** Begin EXTRACTED RECORDS **
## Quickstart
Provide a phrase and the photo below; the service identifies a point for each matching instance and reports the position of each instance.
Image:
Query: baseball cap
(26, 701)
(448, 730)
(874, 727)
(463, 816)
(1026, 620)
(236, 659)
** End EXTRACTED RECORDS **
WORK TO DO:
Copy every line verbatim.

RESULT:
## Quickstart
Provide a phrase and the photo below; the service identifies a point for each matching instance and reports the position of each instance.
Image:
Query: baseball cap
(26, 701)
(448, 730)
(874, 727)
(463, 816)
(1026, 620)
(236, 659)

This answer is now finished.